-- start --

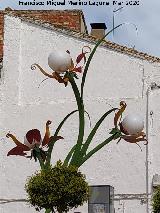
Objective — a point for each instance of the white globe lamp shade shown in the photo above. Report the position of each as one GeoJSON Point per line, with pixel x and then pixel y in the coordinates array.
{"type": "Point", "coordinates": [59, 61]}
{"type": "Point", "coordinates": [133, 124]}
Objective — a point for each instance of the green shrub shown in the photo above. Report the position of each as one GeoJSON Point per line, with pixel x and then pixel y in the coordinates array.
{"type": "Point", "coordinates": [61, 188]}
{"type": "Point", "coordinates": [156, 200]}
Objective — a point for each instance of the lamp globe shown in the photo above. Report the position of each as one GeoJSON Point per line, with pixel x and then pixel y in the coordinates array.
{"type": "Point", "coordinates": [133, 124]}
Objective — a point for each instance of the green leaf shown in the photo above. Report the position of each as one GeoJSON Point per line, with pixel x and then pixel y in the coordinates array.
{"type": "Point", "coordinates": [96, 149]}
{"type": "Point", "coordinates": [93, 132]}
{"type": "Point", "coordinates": [91, 56]}
{"type": "Point", "coordinates": [56, 133]}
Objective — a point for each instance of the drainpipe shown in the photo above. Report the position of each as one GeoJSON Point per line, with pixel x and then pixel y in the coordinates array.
{"type": "Point", "coordinates": [153, 86]}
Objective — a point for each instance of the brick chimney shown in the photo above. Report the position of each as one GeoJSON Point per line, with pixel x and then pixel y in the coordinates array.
{"type": "Point", "coordinates": [98, 29]}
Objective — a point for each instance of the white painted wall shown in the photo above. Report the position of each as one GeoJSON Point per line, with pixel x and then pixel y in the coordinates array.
{"type": "Point", "coordinates": [24, 105]}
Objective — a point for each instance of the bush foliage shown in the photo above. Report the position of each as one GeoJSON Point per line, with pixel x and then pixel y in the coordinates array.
{"type": "Point", "coordinates": [61, 188]}
{"type": "Point", "coordinates": [156, 200]}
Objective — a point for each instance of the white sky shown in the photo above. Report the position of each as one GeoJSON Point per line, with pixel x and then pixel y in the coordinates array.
{"type": "Point", "coordinates": [146, 17]}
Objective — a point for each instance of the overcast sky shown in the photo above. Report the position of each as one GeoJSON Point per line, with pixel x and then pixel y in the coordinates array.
{"type": "Point", "coordinates": [145, 16]}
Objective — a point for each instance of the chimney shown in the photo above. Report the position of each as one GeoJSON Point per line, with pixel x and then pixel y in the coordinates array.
{"type": "Point", "coordinates": [98, 29]}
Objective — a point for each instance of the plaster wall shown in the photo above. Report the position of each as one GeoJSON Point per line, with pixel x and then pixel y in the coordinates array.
{"type": "Point", "coordinates": [26, 104]}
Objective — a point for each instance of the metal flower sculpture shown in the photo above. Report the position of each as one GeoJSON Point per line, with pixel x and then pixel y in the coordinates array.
{"type": "Point", "coordinates": [130, 129]}
{"type": "Point", "coordinates": [62, 64]}
{"type": "Point", "coordinates": [66, 72]}
{"type": "Point", "coordinates": [32, 142]}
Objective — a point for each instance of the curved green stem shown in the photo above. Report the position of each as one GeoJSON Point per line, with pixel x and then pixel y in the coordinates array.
{"type": "Point", "coordinates": [69, 156]}
{"type": "Point", "coordinates": [94, 130]}
{"type": "Point", "coordinates": [51, 145]}
{"type": "Point", "coordinates": [91, 56]}
{"type": "Point", "coordinates": [76, 155]}
{"type": "Point", "coordinates": [97, 148]}
{"type": "Point", "coordinates": [41, 162]}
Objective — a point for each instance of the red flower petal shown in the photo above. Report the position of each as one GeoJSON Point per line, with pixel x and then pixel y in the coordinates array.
{"type": "Point", "coordinates": [77, 69]}
{"type": "Point", "coordinates": [80, 57]}
{"type": "Point", "coordinates": [33, 135]}
{"type": "Point", "coordinates": [19, 150]}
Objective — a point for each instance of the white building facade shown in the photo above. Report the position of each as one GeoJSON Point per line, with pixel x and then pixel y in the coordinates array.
{"type": "Point", "coordinates": [115, 74]}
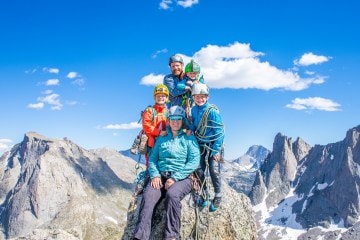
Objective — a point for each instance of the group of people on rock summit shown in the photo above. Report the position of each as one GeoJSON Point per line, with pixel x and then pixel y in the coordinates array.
{"type": "Point", "coordinates": [185, 137]}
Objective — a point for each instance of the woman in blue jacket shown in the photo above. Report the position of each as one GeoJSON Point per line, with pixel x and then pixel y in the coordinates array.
{"type": "Point", "coordinates": [173, 159]}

-- end --

__Exercise objective__: Return the listing above in full and without alteration, excluding its pictures.

__Task response__:
Objective — a point for each instance of the white globe lamp shade shown in the photo above. Report the position of each as one GeoJSON Point per line, with pixel x and then pixel y in the coordinates array.
{"type": "Point", "coordinates": [59, 61]}
{"type": "Point", "coordinates": [133, 124]}
Objective — a point for each instance of the green shrub shown in the photo above. Report the position of each as one GeoJSON Point per line, with pixel x and then pixel y in the coordinates array.
{"type": "Point", "coordinates": [61, 188]}
{"type": "Point", "coordinates": [156, 200]}
Objective — a point for each instance of the lamp globe shown in the photo above. Report the position of each as one GeoJSON Point per line, with pixel x and then pixel y in the coordinates array.
{"type": "Point", "coordinates": [133, 124]}
Objective — a point for each instance of the green leaf shown in the photo above. Report the position of each as one GeoJSON Point per line, with pixel x and then pixel y in the coordinates array.
{"type": "Point", "coordinates": [96, 149]}
{"type": "Point", "coordinates": [93, 132]}
{"type": "Point", "coordinates": [91, 56]}
{"type": "Point", "coordinates": [56, 133]}
Objective — a point for each instance of the drainpipe shown in the photo above. Report the position of each as one GeoJSON Point per line, with pixel x and then pixel y in the coordinates array.
{"type": "Point", "coordinates": [153, 86]}
Objective — a point for each instance of the brick chimney shown in the photo above. Report the position of each as one GeoJSON Point per line, with pixel x and then pixel y in the coordinates array.
{"type": "Point", "coordinates": [98, 29]}
Objective — a point for each instance of the white painted wall shown in the photo above. Report the position of each as one GeoJSON Point per line, with pixel x and then pixel y in the coordinates array.
{"type": "Point", "coordinates": [24, 105]}
Objective — a point for each instance of the bush foliage shown in the photo above. Report the position of each as one GeoJSON Point per line, with pixel x and then pixel y in the coordinates array.
{"type": "Point", "coordinates": [61, 188]}
{"type": "Point", "coordinates": [156, 200]}
Objective — a point for each instance of the white sky shown in the photo above. Report the position of each as one GeoJSON Point per line, with pixel x and then pixel y in the coordinates array.
{"type": "Point", "coordinates": [146, 17]}
Objective — a point for each instance of the overcast sky shown in the photo above. Report the position of each as one GeoJSON Point per line, with pixel x and then pixel y in the coordinates array.
{"type": "Point", "coordinates": [145, 16]}
Objective — a point for each instance of the chimney shown in the photo above. Report the position of each as one GeoJSON Point per line, with pixel x and then pixel y in the coordinates array.
{"type": "Point", "coordinates": [98, 29]}
Objective — a point for each instance of the plaster wall shown in the photo above. Report the position of each as one GeoJSON Point per line, with pixel x and then pixel y in the coordinates array.
{"type": "Point", "coordinates": [26, 104]}
Objective — a point for each instance of the metal flower sculpture shown in the photo above. Report the position of each as one GeoJSON Point per line, with pixel x and then pixel y in the coordinates array.
{"type": "Point", "coordinates": [130, 129]}
{"type": "Point", "coordinates": [62, 64]}
{"type": "Point", "coordinates": [66, 72]}
{"type": "Point", "coordinates": [32, 142]}
Objective — a point for each instance of the curved green stem shown in the photo above. Report the position of each as one GeoJSON Point per line, with pixel x and then pixel y in the coordinates array.
{"type": "Point", "coordinates": [69, 156]}
{"type": "Point", "coordinates": [94, 130]}
{"type": "Point", "coordinates": [51, 145]}
{"type": "Point", "coordinates": [91, 56]}
{"type": "Point", "coordinates": [76, 155]}
{"type": "Point", "coordinates": [97, 148]}
{"type": "Point", "coordinates": [41, 162]}
Objective — a point for each instance of the red flower petal shown in the photo above. Report the position of each as one GeoJSON Point per line, with pixel x and then pixel y in the coordinates array.
{"type": "Point", "coordinates": [77, 69]}
{"type": "Point", "coordinates": [80, 57]}
{"type": "Point", "coordinates": [33, 135]}
{"type": "Point", "coordinates": [19, 150]}
Objective — a point for each instance of the white building facade shown in the photo above. Report the position of each as one GeoJSON Point per line, with pixel x and then pixel y in the coordinates array.
{"type": "Point", "coordinates": [115, 74]}
Objective — a point for each instance of the group of people on rock summit shown in the photo above. Report the position of each as one GeoJSON Point per line, with pixel x and then pixel y in the coordinates array.
{"type": "Point", "coordinates": [185, 137]}
Objective — a point for each instance of the woman in blue jacket shown in the photo above. Report the position of each as one GeoJSON Point per line, with pixel x and then pixel y in the coordinates array.
{"type": "Point", "coordinates": [173, 159]}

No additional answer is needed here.